— Start Text provided —

Each resctrl directory has one CLOSid allocated which is mapped to a
control register/QOS_MSR. During an rmdir this CLOSid is freed and can
be reused later when a new directory is created. Currently we do not
reset the QOS_MSR to a default when the CLOSid is freed. So when the
next mkdir uses a freed CLOSid, the new directory is associated with a
stale QOS_MSR.

Fix this issue by writing a default value to the QOS_MSR when the
associated CLOSid is freed. The default value is all 1s for CBM which
means no control is enforced when a mkdir reuses this CLOSid.

Signed-off-by: Vikas Shivappa <[email protected]>
---
arch/x86/kernel/cpu/intel_rdt_rdtgroup.c | 18 +++++++++++++-----
1 file changed, 13 insertions(+), 5 deletions(-)

diff --git a/arch/x86/kernel/cpu/intel_rdt_rdtgroup.c b/arch/x86/kernel/cpu/intel_rdt_rdtgroup.c
index 9ac2a5c..77e88c0 100644
--- a/arch/x86/kernel/cpu/intel_rdt_rdtgroup.c
+++ b/arch/x86/kernel/cpu/intel_rdt_rdtgroup.c
@@ -780,7 +780,7 @@ static struct dentry *rdt_mount(struct file_system_type *fs_type,
return dentry;
}

-static int reset_all_cbms(struct rdt_resource *r)

— End Text provided —
— Start Material —

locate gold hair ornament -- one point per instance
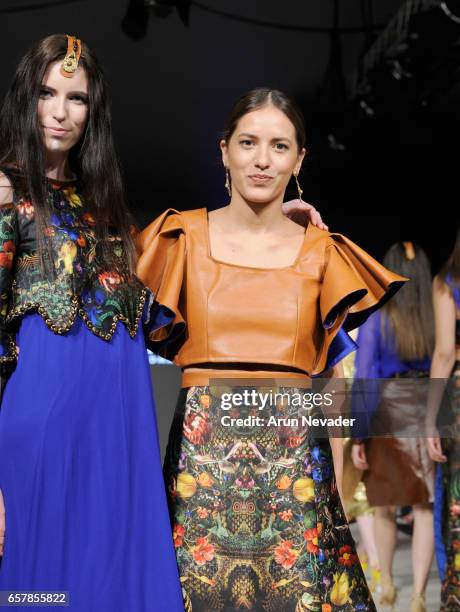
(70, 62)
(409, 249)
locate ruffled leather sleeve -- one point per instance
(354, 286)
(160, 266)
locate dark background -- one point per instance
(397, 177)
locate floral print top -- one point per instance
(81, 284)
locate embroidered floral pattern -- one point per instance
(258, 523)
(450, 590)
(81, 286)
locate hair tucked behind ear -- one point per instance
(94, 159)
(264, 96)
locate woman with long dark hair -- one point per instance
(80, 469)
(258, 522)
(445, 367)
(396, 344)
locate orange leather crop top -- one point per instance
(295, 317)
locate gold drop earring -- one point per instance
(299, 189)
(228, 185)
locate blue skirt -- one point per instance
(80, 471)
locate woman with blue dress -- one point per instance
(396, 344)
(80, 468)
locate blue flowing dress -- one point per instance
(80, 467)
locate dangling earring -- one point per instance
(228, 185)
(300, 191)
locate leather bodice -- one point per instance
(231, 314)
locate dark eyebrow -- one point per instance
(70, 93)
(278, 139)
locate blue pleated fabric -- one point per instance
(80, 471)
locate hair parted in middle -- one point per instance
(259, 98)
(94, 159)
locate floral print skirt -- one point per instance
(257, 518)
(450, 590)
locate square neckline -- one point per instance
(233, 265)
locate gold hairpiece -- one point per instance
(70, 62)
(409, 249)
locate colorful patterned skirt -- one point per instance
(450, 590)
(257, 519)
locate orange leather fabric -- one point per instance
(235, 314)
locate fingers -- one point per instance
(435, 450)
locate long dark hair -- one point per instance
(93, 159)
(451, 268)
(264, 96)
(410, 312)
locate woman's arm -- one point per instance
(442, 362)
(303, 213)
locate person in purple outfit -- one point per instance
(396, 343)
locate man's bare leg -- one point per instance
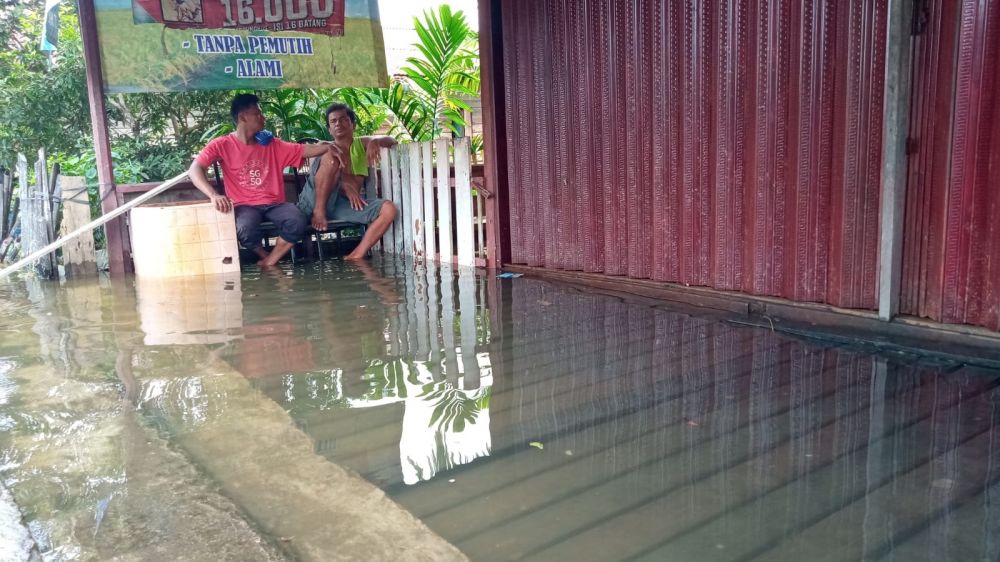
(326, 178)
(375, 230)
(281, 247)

— End Material —

According to the resctrl patch text above, what default value is written to the QOS_MSR when its associated CLOSid is freed?

◆ Correct answer ◆
All 1s for CBM, so no control is enforced when a mkdir reuses the CLOSid.